■ Task goal ■
From the data underneath, reproduce exactly the stretch that begins at the line with "Annotate the overcast" and ends after the line with "Annotate the bearded".

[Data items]
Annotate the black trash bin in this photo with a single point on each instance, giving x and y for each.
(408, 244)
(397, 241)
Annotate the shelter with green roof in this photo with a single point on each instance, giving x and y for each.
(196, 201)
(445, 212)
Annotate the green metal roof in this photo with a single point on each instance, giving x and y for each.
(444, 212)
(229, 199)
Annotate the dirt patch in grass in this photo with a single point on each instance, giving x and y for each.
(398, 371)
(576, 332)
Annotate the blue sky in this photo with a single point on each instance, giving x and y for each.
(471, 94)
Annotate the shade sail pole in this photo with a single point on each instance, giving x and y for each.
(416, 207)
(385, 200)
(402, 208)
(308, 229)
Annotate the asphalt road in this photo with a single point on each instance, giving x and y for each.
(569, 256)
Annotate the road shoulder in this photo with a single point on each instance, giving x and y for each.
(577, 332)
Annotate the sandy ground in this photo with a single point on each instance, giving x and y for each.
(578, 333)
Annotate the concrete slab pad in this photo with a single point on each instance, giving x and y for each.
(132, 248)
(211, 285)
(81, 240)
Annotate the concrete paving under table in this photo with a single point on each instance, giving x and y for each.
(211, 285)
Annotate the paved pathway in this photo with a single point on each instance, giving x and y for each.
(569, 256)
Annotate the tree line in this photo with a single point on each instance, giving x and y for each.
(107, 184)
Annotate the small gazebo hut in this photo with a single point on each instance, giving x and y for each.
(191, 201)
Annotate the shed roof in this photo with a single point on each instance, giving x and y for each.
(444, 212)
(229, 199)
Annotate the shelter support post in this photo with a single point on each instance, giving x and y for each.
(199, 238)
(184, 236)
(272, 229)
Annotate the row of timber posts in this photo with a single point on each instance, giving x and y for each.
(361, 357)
---
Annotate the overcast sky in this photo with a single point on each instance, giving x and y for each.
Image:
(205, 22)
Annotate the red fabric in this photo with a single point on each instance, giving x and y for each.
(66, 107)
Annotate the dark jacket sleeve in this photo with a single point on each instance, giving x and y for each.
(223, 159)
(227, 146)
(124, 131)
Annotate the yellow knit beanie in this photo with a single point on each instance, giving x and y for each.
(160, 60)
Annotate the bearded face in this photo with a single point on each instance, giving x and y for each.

■ Problem solution ■
Annotate the overcast sky in this photo with a single point on each instance, giving x and y for each.
Image:
(205, 22)
Annotate the red fabric in this photo with a single point on each instance, giving x and y for each.
(66, 107)
Annotate the dark jacket sleeve in this photo with a single point on each instance, giving x and y for each.
(223, 159)
(227, 146)
(124, 131)
Annotate the yellow knit beanie in this photo with a single point on each instance, giving x and y for each.
(160, 60)
Annotate the bearded face in this photo with a single point on each instance, giving x and y for each.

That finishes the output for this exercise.